▶ CONSIGNE
Présentez toutes les lignes ci-dessous sous forme de liste numérotée, en omettant les lignes vides.
****************************************
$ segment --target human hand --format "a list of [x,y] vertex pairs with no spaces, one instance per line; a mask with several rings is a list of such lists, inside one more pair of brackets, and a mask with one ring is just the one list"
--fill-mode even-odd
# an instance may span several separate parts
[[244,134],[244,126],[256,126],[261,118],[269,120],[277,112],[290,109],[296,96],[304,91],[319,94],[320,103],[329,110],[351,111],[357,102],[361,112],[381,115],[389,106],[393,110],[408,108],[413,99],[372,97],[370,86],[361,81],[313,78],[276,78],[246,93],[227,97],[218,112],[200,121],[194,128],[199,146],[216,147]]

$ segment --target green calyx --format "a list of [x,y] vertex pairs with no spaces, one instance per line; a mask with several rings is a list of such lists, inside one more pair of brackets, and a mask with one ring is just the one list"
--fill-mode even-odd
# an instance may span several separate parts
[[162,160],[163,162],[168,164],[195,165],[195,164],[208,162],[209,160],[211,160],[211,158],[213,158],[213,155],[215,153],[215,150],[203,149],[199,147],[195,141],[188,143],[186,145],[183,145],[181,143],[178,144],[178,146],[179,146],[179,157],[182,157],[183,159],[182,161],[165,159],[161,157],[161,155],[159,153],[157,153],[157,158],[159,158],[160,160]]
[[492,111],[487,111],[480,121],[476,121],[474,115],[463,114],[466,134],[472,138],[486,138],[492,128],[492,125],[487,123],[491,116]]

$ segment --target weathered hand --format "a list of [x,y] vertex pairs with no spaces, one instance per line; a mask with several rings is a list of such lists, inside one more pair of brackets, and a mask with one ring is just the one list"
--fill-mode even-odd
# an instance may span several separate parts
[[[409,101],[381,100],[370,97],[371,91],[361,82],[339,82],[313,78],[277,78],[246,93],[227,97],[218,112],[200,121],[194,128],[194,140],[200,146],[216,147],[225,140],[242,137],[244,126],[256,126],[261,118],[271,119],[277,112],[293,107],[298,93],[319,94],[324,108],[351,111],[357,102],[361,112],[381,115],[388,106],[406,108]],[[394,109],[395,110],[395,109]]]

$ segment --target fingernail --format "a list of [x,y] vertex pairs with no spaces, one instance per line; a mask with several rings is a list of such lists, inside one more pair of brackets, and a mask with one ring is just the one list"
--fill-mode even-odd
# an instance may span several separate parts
****************************************
▶ RÉPONSE
1. $ segment --target human hand --format "a list of [x,y] vertex pairs with no spaces, one instance per line; a mask with several rings is a list of such lists, inside one more pair of brackets, and a mask with one ring is just the one list"
2. --fill-mode even-odd
3. # an instance may span several separate parts
4. [[244,134],[244,126],[256,126],[261,118],[269,120],[277,112],[290,109],[296,96],[304,91],[319,94],[320,103],[329,110],[351,111],[357,102],[361,112],[381,115],[389,106],[393,110],[408,108],[413,99],[372,97],[370,86],[361,81],[313,78],[276,78],[246,93],[227,97],[218,112],[200,121],[194,128],[199,146],[216,147]]
5. $ segment --target green calyx --format "a list of [x,y] vertex pairs with no spaces, one instance per line; a mask with several rings is a list of such lists, inside one more pair of brackets, and a mask with one ring is just the one list"
6. --fill-mode even-odd
7. # an instance may span several separate parts
8. [[162,160],[163,162],[168,164],[195,165],[195,164],[208,162],[209,160],[211,160],[211,158],[213,158],[213,155],[215,153],[215,150],[203,149],[199,147],[195,141],[188,143],[186,145],[183,145],[181,143],[178,144],[178,146],[179,146],[179,157],[182,157],[183,159],[182,161],[165,159],[161,157],[161,155],[159,153],[157,153],[157,158],[159,158],[160,160]]
9. [[492,111],[487,111],[480,121],[476,121],[474,115],[463,114],[466,134],[472,138],[486,138],[492,128],[492,125],[487,123],[491,116]]
10. $ segment --target weathered hand --format "a list of [x,y] vertex pairs with no spaces, one instance per line; a mask with several rings is a list of such lists, inside one more pair of brackets, and a mask with one ring is just the one list"
11. --fill-mode even-odd
12. # an instance may span several separate parts
13. [[[409,101],[381,100],[370,97],[371,91],[361,82],[339,82],[313,78],[277,78],[246,93],[227,97],[218,112],[200,121],[194,128],[194,140],[200,146],[216,147],[225,140],[242,137],[244,126],[256,126],[261,118],[271,119],[277,112],[293,107],[298,93],[319,94],[324,108],[351,111],[357,102],[361,112],[381,115],[388,106],[406,108]],[[394,109],[395,110],[395,109]]]
14. $ segment --target fingernail --format "a list of [x,y] vertex pairs with no spaces, one instance per line; a mask with several rings is a list of such lists, inside one more pair of brackets, and a mask with one ring is just the one list"
15. --fill-mode even-odd
16. # an instance may span several separate parts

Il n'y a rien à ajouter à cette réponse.